GIVEN INSTRUCTION = Reproduce every one of the rows below word for word, leaving the picture out of your answer.

DATA ROWS =

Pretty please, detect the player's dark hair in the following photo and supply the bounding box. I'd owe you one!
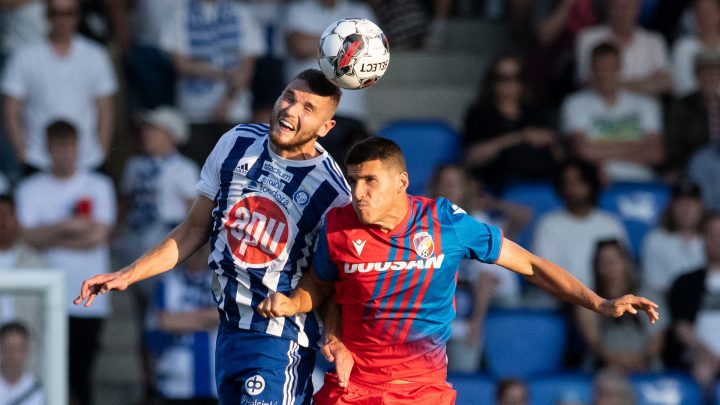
[295,69,342,106]
[345,136,407,172]
[590,42,620,63]
[45,120,78,140]
[553,159,602,205]
[0,321,30,340]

ANSWER TO THE TASK =
Pretty please, detect the player's dark hair in the following photo and supply the bounding box. I'd owe you one!
[295,69,342,106]
[345,136,407,172]
[590,42,620,63]
[45,120,78,140]
[553,159,602,205]
[0,321,30,340]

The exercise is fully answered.